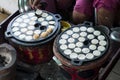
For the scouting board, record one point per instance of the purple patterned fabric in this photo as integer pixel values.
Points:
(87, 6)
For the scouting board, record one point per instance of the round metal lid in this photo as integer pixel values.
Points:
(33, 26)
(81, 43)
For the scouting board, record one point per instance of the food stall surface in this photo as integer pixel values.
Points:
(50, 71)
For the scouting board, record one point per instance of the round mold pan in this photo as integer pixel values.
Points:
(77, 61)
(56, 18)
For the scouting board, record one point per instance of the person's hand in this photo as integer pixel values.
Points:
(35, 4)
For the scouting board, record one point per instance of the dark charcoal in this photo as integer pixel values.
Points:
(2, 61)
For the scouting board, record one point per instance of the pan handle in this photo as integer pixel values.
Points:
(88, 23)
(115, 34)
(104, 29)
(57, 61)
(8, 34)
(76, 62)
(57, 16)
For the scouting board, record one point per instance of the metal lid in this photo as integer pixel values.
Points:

************

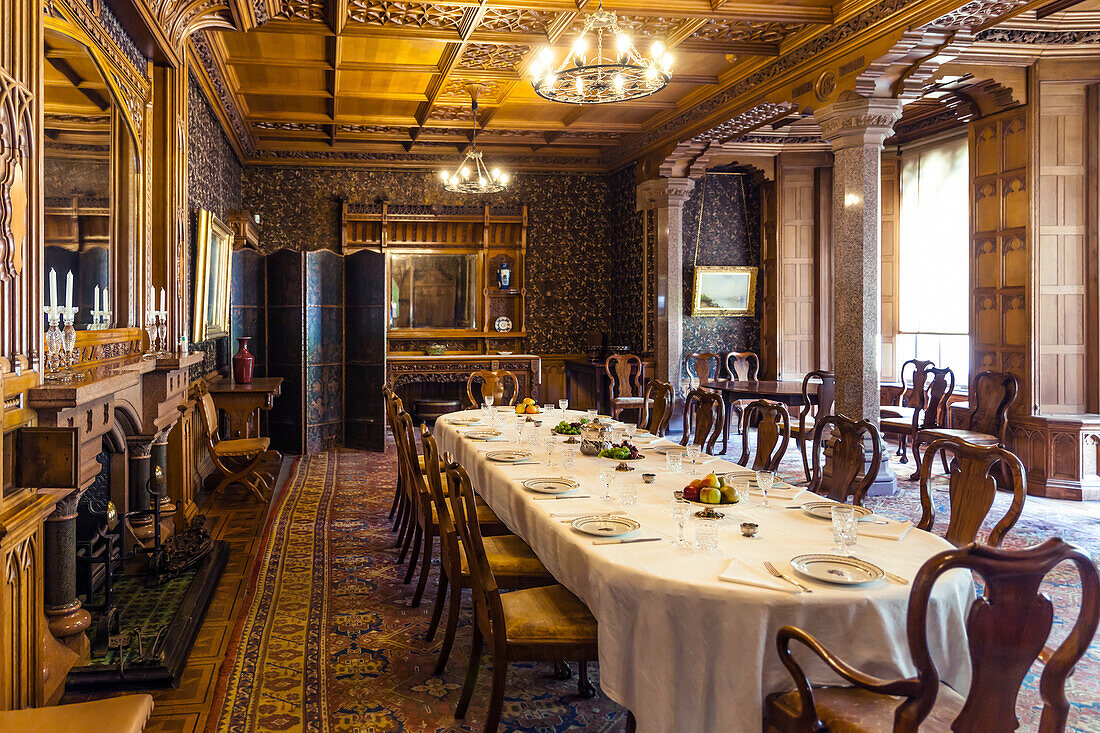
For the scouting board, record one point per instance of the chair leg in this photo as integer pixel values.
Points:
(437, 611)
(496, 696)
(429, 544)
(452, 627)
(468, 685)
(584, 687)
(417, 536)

************

In the entries above, find each line with the string "this" and copy it.

For the scouting board, record one point per instance of the purple patterned fabric in this photo as integer pixel values.
For the scouting board, record one point per instance of the round metal lid in this photo as integer pixel values.
For the scouting board, record one point per instance of the food stall surface in this photo as integer pixel values.
For the scouting board, record one point per instance of the round mold pan in this photo as integer pixel values.
For the scouting board, record one point per instance of the person's hand in this photo as integer pixel values.
For the scouting board, record one point per instance of the dark charcoal in this photo as integer pixel values.
For the scouting board, record one point per instance of the pan handle in this photo as integer pixel values.
For the scouting board, record one point per instance of the metal lid in this photo as integer pixel values.
For the scouting board, record one point per instance of the chair leg in this photo as integer pixel values.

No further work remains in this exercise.